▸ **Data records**

<<<<

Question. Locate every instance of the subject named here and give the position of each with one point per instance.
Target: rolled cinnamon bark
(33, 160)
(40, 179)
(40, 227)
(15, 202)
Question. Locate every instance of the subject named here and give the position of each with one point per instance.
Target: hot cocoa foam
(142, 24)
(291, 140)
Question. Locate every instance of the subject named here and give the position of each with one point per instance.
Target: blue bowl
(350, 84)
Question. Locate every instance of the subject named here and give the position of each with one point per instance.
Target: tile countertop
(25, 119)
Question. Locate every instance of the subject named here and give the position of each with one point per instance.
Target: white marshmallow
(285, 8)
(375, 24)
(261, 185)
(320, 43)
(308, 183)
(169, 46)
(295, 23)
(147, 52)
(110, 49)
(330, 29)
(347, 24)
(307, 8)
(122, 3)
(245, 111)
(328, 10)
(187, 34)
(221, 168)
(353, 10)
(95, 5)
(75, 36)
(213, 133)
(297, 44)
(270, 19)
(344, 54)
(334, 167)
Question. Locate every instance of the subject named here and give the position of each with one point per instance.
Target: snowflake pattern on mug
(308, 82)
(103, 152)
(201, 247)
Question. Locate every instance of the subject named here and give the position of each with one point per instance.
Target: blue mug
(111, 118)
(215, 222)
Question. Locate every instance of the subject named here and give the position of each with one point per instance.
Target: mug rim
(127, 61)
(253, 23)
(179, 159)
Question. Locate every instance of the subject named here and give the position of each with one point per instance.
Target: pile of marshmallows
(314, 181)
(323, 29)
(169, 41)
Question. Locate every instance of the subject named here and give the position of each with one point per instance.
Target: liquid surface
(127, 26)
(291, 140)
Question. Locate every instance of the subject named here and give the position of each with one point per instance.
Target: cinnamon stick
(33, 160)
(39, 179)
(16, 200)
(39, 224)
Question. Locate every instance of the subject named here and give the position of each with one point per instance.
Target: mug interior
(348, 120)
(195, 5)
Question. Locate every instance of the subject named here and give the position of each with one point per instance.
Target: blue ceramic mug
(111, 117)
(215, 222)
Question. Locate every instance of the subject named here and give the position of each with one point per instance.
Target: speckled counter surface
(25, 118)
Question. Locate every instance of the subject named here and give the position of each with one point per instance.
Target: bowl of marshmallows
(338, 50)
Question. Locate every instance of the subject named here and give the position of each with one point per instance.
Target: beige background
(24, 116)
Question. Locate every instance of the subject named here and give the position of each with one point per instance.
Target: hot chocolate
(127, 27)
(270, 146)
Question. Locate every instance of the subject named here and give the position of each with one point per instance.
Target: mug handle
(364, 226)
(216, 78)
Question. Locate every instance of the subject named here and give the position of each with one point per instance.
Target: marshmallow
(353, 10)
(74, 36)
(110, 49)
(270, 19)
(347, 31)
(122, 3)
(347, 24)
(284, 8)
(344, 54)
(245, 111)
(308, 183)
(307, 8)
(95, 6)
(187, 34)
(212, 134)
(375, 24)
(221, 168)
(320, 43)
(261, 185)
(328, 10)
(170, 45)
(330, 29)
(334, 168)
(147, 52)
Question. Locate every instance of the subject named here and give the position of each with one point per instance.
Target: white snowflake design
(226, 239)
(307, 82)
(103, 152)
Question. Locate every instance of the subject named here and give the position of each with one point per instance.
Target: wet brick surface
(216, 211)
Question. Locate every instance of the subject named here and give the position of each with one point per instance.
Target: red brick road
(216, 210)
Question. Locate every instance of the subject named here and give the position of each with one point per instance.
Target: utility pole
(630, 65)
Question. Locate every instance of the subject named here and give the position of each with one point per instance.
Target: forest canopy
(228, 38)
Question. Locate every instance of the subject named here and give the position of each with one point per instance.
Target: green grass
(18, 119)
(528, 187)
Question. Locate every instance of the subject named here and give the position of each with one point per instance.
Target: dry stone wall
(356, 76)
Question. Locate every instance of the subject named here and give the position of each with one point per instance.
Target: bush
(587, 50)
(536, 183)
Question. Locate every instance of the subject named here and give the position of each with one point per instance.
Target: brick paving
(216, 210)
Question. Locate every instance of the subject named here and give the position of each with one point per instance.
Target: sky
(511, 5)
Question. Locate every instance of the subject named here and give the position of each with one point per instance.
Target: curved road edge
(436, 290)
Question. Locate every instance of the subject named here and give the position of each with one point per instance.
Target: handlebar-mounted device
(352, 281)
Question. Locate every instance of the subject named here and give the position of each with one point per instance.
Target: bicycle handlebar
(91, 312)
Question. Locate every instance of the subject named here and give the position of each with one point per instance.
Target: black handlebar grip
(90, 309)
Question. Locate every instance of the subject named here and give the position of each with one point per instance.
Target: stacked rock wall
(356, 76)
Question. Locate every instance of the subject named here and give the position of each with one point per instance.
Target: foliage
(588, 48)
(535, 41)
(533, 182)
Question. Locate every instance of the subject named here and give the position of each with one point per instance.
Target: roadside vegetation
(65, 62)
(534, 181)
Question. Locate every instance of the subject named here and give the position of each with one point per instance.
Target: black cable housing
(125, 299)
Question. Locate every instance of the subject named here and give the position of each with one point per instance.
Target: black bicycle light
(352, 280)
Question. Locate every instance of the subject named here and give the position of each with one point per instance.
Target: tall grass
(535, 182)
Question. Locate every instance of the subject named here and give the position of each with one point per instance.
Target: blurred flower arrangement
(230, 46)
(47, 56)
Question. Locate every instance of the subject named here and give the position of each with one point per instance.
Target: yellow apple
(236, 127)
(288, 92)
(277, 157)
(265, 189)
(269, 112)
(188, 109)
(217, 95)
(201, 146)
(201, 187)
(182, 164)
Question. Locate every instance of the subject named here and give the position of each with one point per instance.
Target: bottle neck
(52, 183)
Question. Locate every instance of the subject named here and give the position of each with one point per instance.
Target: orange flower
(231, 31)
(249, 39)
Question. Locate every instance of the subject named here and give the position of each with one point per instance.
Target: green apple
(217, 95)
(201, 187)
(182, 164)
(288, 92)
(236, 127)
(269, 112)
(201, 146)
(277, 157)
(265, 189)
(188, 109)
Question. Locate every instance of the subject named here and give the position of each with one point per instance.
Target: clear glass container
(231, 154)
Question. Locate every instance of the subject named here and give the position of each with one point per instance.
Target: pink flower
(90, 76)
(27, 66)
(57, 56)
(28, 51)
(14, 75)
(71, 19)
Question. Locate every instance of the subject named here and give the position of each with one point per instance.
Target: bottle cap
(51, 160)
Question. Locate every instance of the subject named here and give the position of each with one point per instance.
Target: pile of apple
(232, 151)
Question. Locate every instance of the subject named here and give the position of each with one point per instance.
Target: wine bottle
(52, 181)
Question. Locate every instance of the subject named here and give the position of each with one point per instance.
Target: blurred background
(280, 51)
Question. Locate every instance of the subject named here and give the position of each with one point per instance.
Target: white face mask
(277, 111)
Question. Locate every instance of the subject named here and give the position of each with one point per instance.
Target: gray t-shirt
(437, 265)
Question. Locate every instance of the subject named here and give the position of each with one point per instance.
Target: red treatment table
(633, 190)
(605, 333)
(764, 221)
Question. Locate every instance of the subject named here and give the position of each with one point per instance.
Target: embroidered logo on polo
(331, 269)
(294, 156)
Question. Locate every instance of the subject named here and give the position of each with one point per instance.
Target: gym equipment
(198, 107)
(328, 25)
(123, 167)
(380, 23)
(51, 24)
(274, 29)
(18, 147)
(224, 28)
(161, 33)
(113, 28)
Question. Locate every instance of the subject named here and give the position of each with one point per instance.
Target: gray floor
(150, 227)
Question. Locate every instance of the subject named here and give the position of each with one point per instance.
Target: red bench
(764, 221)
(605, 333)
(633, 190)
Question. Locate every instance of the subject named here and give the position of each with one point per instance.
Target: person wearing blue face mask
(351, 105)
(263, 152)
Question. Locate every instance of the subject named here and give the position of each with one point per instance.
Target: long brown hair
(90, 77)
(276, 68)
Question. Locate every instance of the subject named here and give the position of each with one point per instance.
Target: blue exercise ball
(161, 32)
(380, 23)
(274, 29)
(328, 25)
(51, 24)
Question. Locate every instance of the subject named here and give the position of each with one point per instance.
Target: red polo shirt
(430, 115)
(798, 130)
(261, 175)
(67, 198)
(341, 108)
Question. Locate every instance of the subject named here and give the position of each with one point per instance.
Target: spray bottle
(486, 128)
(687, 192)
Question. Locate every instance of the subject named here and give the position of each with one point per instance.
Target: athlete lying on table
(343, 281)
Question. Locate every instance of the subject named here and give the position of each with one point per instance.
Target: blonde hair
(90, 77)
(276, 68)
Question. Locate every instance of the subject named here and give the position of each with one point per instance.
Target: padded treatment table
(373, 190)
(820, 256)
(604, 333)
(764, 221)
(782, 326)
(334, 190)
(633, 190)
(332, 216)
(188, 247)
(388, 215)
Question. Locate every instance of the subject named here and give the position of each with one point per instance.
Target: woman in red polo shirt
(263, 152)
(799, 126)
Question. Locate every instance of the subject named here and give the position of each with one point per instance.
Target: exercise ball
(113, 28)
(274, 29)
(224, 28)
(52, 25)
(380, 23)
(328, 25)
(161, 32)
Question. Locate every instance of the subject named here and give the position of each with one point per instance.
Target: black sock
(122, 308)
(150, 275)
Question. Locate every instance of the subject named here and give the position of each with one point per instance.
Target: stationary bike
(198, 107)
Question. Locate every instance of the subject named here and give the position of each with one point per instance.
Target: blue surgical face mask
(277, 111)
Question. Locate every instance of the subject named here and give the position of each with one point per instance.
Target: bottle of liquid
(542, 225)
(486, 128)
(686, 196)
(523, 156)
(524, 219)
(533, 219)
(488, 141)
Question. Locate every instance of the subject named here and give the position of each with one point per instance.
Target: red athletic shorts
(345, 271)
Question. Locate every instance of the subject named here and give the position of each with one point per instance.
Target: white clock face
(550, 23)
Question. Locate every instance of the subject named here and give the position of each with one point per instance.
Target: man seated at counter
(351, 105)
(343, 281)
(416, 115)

>>>>

▸ **Exercise instructions**
Transcribe exactly the lines from the one containing "Target: white clock face" through the end of the records, both included, and nothing else.

▸ **Exercise answer**
Target: white clock face
(550, 23)
Question. Locate every instance of the subject named here and give the position of each with one point per instance.
Target: man seated at counter
(351, 105)
(343, 281)
(416, 115)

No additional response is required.